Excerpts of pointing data
┌──

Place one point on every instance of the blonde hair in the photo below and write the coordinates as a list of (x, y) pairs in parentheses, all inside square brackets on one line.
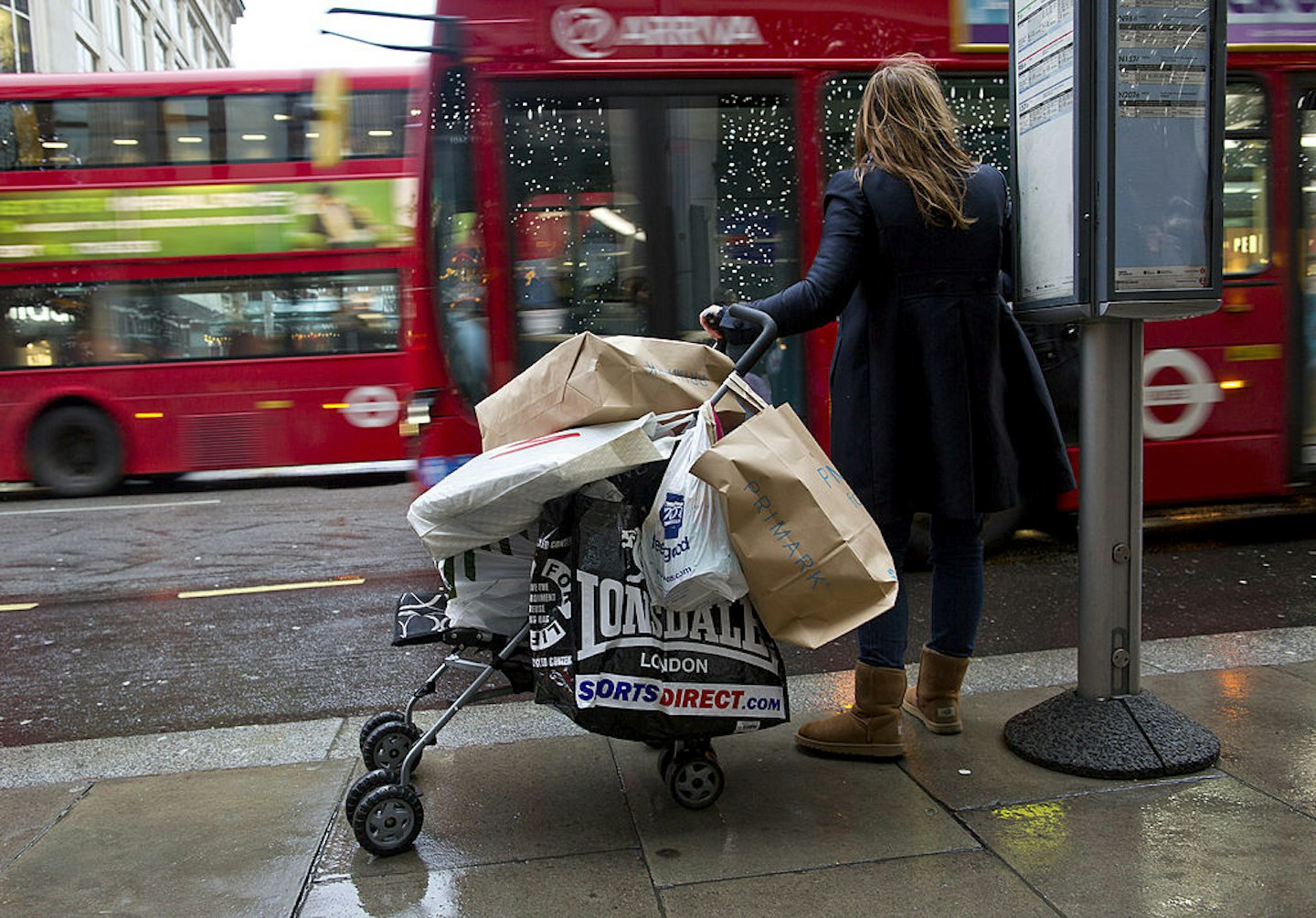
[(907, 128)]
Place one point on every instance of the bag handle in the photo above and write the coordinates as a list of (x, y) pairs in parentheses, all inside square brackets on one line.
[(738, 388)]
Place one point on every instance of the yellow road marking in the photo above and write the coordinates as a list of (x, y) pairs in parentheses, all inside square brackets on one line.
[(271, 588)]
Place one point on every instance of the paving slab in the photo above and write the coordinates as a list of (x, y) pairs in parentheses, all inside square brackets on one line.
[(975, 768), (968, 882), (583, 885), (167, 753), (782, 810), (1238, 648), (233, 842), (30, 812), (500, 804), (1199, 847), (1262, 717), (1303, 670)]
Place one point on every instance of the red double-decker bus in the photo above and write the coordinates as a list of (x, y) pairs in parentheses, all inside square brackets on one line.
[(618, 166), (185, 287)]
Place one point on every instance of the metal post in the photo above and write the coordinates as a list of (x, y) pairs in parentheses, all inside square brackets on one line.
[(1109, 592), (1109, 726)]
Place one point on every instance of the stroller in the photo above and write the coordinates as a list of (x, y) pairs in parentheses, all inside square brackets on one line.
[(383, 806)]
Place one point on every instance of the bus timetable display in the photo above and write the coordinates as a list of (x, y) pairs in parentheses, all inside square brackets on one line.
[(1130, 95)]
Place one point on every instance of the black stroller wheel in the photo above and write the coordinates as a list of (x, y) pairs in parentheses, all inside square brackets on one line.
[(379, 721), (696, 780), (364, 785), (387, 744), (388, 819)]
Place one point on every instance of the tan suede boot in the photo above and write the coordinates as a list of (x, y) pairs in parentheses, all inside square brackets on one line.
[(870, 729), (936, 697)]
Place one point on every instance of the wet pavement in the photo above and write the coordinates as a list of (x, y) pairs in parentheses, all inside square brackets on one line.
[(528, 816)]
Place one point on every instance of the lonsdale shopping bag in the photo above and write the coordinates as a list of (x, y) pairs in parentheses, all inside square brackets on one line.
[(618, 663), (813, 558), (591, 379)]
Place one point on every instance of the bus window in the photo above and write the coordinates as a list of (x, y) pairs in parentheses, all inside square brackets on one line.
[(1247, 179), (187, 129), (122, 132), (82, 325), (378, 123), (1307, 262), (616, 233), (257, 127)]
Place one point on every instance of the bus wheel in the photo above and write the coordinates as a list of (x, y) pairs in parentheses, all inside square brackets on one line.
[(75, 452)]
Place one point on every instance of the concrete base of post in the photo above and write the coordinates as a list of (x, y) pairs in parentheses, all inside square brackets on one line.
[(1135, 736)]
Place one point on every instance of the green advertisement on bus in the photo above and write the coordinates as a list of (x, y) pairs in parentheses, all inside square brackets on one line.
[(182, 221)]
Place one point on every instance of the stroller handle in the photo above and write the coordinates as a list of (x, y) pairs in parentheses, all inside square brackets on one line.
[(766, 335)]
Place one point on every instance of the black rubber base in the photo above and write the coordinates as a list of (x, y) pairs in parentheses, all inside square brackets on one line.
[(1139, 736)]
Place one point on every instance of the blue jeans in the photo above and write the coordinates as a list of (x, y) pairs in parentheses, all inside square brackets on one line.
[(957, 592)]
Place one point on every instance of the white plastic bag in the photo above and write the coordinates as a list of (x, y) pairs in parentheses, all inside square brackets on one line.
[(685, 550), (490, 586), (500, 493)]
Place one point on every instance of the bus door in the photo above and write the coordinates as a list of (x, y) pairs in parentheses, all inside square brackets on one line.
[(1306, 338), (634, 203)]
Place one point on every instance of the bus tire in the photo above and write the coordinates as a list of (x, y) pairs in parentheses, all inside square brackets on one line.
[(75, 451)]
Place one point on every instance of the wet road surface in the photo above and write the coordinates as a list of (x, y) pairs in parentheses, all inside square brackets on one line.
[(122, 639)]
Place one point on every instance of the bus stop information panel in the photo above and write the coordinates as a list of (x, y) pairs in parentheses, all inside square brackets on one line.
[(1128, 92)]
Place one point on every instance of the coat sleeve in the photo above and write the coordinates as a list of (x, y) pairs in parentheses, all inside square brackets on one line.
[(820, 296)]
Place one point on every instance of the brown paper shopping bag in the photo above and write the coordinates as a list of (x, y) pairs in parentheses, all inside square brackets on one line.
[(589, 379), (813, 558)]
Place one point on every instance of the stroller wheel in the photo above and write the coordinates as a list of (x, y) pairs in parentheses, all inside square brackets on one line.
[(695, 779), (379, 721), (388, 743), (388, 819), (364, 785)]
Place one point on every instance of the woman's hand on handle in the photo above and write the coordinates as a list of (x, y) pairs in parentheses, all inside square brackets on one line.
[(709, 319)]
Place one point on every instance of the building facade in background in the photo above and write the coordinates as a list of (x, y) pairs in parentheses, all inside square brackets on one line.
[(82, 36)]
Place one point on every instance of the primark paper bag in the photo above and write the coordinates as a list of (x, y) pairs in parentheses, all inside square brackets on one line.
[(591, 379)]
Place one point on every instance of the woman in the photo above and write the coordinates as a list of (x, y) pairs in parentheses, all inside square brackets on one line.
[(938, 402)]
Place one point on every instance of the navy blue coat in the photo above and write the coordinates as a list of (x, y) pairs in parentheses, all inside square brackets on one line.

└──

## CHALLENGE
Convert the listing above into a numbered list, starting at its first line and ending at the line containing "[(1109, 592), (1109, 726)]", with both of those lines included and blank lines skipped. Omit the pictures.

## REPLY
1. Place one point on every instance of the blonde hair in the photo below and write the coordinates as a list of (x, y) pairs in parentheses, all inside square brackets on one line.
2. [(907, 128)]
3. Place one point on every instance of the bag handle in the photo above and write the coordinates as a list of (x, y) pairs in parentheses, all inside square brackets on one line.
4. [(738, 388)]
5. Place one point on every instance of the yellow road marking in the photo above and write the coordinates as a list of (x, y) pairs in parentheses, all inside square brackets on one line.
6. [(271, 588)]
7. Place one point on every instance of the paving slab in the photo above and write the coordinates as a list of (x, y) pairs in parentheses, all inside square brackets on one line.
8. [(975, 768), (968, 882), (583, 885), (167, 753), (782, 810), (1238, 648), (233, 842), (30, 812), (500, 804), (1199, 847), (1262, 717), (1303, 670)]
9. Place one point on every instance of the red double-decker bus in the photo above and write the coordinates as a list of (x, y) pairs in parentheses, all inside square brackets on one line.
10. [(618, 166), (185, 287)]
11. Place one point on every instance of the metal post in the photo above and write the coordinates as a list of (x, y) pairs in parentheses, all inside square brackets on one line.
12. [(1109, 592), (1109, 726)]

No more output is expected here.